Point localization data
BEGIN
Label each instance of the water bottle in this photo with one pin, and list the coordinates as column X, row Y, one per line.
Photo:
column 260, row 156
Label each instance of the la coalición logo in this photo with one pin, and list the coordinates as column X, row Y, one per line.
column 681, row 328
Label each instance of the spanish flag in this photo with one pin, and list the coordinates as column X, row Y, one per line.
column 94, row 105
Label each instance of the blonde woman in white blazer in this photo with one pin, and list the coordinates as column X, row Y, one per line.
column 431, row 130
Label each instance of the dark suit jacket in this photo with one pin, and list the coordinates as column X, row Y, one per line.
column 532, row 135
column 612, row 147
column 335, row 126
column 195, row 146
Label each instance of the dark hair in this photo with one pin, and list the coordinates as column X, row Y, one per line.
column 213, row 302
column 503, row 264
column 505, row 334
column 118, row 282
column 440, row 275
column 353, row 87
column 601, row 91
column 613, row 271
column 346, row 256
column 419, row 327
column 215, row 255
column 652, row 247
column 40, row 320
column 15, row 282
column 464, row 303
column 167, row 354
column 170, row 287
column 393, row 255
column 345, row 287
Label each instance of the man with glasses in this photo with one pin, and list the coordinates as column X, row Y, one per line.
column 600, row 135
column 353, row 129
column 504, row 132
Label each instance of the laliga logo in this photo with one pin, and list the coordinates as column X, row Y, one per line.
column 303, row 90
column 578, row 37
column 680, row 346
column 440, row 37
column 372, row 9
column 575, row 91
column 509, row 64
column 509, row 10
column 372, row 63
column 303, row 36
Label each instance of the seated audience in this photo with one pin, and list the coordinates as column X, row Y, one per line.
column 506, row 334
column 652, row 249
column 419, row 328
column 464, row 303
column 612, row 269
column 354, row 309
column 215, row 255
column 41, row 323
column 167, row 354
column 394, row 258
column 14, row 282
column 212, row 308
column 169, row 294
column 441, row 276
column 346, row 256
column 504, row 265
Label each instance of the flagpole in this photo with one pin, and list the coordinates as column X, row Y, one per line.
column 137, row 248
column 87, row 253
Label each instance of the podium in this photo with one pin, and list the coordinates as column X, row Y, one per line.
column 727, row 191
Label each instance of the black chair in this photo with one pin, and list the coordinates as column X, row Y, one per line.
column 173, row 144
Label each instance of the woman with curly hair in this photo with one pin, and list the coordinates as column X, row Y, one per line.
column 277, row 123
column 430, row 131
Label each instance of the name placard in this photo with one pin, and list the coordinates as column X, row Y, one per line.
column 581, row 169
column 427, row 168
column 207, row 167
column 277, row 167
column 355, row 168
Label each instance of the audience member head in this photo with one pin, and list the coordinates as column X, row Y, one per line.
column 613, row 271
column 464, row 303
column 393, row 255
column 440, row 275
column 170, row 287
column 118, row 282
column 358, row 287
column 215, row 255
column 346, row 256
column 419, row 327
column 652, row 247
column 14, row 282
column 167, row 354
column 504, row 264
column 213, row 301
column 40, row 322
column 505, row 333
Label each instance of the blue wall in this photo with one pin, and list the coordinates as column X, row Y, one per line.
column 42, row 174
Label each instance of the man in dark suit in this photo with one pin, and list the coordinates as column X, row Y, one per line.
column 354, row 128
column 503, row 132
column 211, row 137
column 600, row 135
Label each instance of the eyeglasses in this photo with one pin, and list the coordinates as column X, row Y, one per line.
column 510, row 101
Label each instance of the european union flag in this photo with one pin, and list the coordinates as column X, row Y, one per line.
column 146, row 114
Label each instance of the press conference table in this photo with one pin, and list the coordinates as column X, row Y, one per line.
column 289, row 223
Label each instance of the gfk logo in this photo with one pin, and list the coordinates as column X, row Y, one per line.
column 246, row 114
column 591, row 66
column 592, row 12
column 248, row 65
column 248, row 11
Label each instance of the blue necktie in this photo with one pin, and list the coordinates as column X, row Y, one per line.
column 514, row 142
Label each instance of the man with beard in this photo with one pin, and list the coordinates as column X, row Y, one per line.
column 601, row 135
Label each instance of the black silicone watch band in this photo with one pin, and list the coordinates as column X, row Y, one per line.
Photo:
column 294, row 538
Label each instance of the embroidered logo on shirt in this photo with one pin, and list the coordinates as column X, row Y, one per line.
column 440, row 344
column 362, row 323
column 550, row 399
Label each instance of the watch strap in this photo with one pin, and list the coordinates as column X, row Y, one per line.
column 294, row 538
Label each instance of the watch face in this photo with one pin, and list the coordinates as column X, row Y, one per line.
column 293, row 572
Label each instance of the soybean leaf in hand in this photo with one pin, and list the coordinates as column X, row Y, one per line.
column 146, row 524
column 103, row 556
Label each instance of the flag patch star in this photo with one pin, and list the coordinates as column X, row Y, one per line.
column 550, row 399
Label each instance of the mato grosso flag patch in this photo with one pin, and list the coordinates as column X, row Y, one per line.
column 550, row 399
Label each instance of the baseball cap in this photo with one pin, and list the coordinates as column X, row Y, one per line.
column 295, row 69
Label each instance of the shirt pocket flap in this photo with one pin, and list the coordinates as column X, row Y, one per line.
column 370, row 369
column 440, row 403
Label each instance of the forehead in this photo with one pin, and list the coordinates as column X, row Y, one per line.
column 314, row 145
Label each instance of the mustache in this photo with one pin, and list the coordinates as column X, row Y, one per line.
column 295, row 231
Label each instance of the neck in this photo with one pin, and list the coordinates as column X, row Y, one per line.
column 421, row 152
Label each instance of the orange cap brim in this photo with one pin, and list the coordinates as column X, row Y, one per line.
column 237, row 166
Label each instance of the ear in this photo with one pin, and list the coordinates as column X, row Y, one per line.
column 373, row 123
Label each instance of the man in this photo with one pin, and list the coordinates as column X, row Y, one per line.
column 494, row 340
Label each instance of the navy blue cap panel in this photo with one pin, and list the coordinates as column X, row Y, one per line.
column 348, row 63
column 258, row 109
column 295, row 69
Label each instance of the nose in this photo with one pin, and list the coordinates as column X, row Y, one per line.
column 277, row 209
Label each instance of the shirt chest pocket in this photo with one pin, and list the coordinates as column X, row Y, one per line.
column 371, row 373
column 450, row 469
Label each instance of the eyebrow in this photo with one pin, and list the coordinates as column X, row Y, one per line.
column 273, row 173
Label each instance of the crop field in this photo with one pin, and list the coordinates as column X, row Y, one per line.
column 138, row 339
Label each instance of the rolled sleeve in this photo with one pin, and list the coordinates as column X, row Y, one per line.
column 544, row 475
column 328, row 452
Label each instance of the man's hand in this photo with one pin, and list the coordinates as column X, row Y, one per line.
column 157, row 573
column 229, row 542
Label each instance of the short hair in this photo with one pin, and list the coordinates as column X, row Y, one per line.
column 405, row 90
END
* Work instruction
Reproduce the entries so that each line reads exactly as it did before.

* Task solution
Label each instance of the water bottle in this photo with one pin, and list the coordinates as column X, row Y, one per line.
Photo:
column 260, row 156
Label each instance of the la coalición logo in this photo with one pin, and list the coordinates as column X, row Y, one per line.
column 681, row 328
Label each instance of the spanish flag in this photo with one pin, and list the coordinates as column X, row Y, one per line.
column 94, row 105
Label each instance of the blonde woman in white blazer in this photo with one pin, and list the coordinates as column X, row Y, one per line.
column 431, row 130
Label each instance of the dark suit jacket in this photo with one pin, and list the coordinates as column X, row Y, one per line.
column 532, row 135
column 612, row 147
column 335, row 126
column 195, row 146
Label each instance of the dark hair in this photo with one pin, and list the coordinates as column X, row Y, one per line.
column 213, row 302
column 503, row 264
column 505, row 334
column 118, row 282
column 440, row 275
column 353, row 87
column 601, row 91
column 613, row 271
column 346, row 256
column 419, row 327
column 215, row 255
column 652, row 247
column 40, row 320
column 15, row 282
column 464, row 303
column 167, row 354
column 170, row 287
column 393, row 255
column 345, row 287
Label each instance of the man with glasses in this photo with one pin, and list the coordinates as column X, row Y, one per line.
column 600, row 135
column 353, row 129
column 504, row 132
Label each instance of the laliga logo in this photo with one pin, and list the coordinates as column X, row Y, one per line.
column 303, row 90
column 578, row 37
column 680, row 346
column 440, row 37
column 372, row 9
column 575, row 91
column 509, row 64
column 509, row 10
column 372, row 63
column 303, row 36
Label each instance of the seated audience in this photo with one pin, and list the coordinates as column X, row Y, one per line.
column 506, row 334
column 652, row 249
column 419, row 328
column 464, row 303
column 612, row 269
column 354, row 309
column 215, row 255
column 41, row 323
column 167, row 354
column 394, row 258
column 14, row 282
column 212, row 308
column 169, row 294
column 441, row 276
column 346, row 256
column 504, row 265
Label each instance of the flagpole in this photo with one pin, and list the coordinates as column X, row Y, one per line.
column 137, row 248
column 87, row 253
Label each instance of the podium in this photo with one pin, and list the coordinates as column X, row Y, one per line.
column 727, row 191
Label each instance of the black chair in this photo with one pin, and list the coordinates as column X, row Y, one per line.
column 173, row 144
Label each instance of the woman with curly hair in this photo with one pin, and list the coordinates as column X, row Y, one per line.
column 277, row 123
column 430, row 131
Label each instance of the name placard in this photo with one pin, and list the coordinates as column X, row Y, one per line.
column 581, row 169
column 427, row 168
column 207, row 167
column 277, row 167
column 355, row 168
Label each instance of the audience member head in this photo with one pin, and list the coordinates as column X, row Y, one per line.
column 613, row 271
column 464, row 303
column 393, row 255
column 440, row 275
column 170, row 287
column 118, row 282
column 358, row 287
column 215, row 255
column 346, row 256
column 419, row 327
column 652, row 247
column 14, row 282
column 167, row 354
column 504, row 264
column 213, row 301
column 40, row 322
column 505, row 333
Label each instance of the blue wall in this photo with one pin, and list the coordinates as column X, row Y, one per line.
column 42, row 174
Label each instance of the man in dark suit in this photo with one pin, and list the coordinates as column X, row Y, one per line.
column 354, row 128
column 503, row 132
column 211, row 137
column 600, row 135
Label each instance of the eyeglasses in this photo with one pin, and list the coordinates as column X, row Y, one per line.
column 510, row 101
Label each instance of the european union flag in this photo with one pin, and list the coordinates as column X, row Y, one per line.
column 146, row 114
Label each instance of the press conference table in this photo with one pin, and list the coordinates as column X, row Y, one per line.
column 289, row 223
Label each instance of the gfk logo in this photo with one pin, and list the coordinates as column X, row Y, one per line.
column 246, row 114
column 591, row 66
column 592, row 12
column 248, row 65
column 248, row 11
Label each instance of the blue necktie in this photo with one pin, and list the coordinates as column X, row Y, one per line.
column 514, row 142
Label each instance of the man with beard in this photo with one pin, and list the coordinates as column X, row Y, one per line.
column 601, row 135
Label each instance of the black silicone watch band in this photo with one pin, and list the coordinates as column X, row Y, one per line.
Photo:
column 294, row 538
Label each instance of the embroidered logo on shirt in this photo with one pin, and list the coordinates as column X, row Y, one per line.
column 440, row 344
column 362, row 323
column 550, row 399
Label each instance of the watch strap in this photo with one pin, and list the coordinates as column X, row Y, one per line.
column 294, row 538
Label each instance of the watch face in this photo with one pin, and list the coordinates as column X, row Y, one per line.
column 293, row 572
Label each instance of the soybean leaf in hand in this photo with one pin, and list the coordinates as column X, row Y, one per line.
column 146, row 524
column 103, row 556
Label each instance of the flag patch star in this photo with one pin, and list the coordinates as column X, row Y, one per line.
column 550, row 399
Label each instance of the mato grosso flag patch in this photo with one pin, and list the coordinates as column X, row Y, one per line.
column 550, row 399
Label each instance of the baseball cap in this photo with one pin, and list the coordinates as column X, row Y, one per line.
column 295, row 69
Label each instance of the shirt pocket flap in this photo with one pin, and list the coordinates as column X, row Y, one per line.
column 370, row 369
column 440, row 403
Label each instance of the forehead in this photo with one pin, and list the coordinates as column X, row Y, one per line.
column 314, row 145
Label each instance of the mustache in this photo with one pin, and list the coordinates as column X, row Y, one per line.
column 295, row 231
Label each instance of the neck in this photo with one pin, and list the coordinates as column X, row Y, one per line.
column 421, row 152
Label each instance of the orange cap brim in this photo with one pin, and list the coordinates as column X, row Y, one per line.
column 237, row 166
Label each instance of the ear in this photo with one pin, and list the coordinates as column X, row Y, one per line.
column 373, row 123
Label each instance of the man in this photo with one pin, and list the coordinates as column X, row Y, one per line.
column 494, row 340
Label each instance of the navy blue cap panel in this photo with one pin, and list the coordinates as column X, row Y, one per line.
column 348, row 63
column 258, row 109
column 295, row 69
Label each instance of the nose in this photo with one pin, and list the coordinates as column X, row Y, one per line.
column 277, row 209
Label each instance of the shirt chest pocket in this photo with one pin, and list the coordinates as column X, row Y, one per line.
column 371, row 373
column 450, row 469
Label each instance of the eyebrow in this photo with one pin, and list the coordinates as column X, row Y, one per line.
column 273, row 173
Label each instance of the crop field in this photo with one pin, and list the coordinates as column X, row Y, one per line.
column 138, row 339
Label each instance of the rolled sleeve in this photo with one pin, and list the coordinates as column X, row Y, one per line.
column 544, row 475
column 328, row 452
Label each instance of the man's hand in this photo with one pin, and list the coordinates as column X, row Y, one per line.
column 157, row 573
column 229, row 542
Label each instance of the short hair in this photo with one pin, and list the coordinates as column X, row Y, one per line.
column 405, row 90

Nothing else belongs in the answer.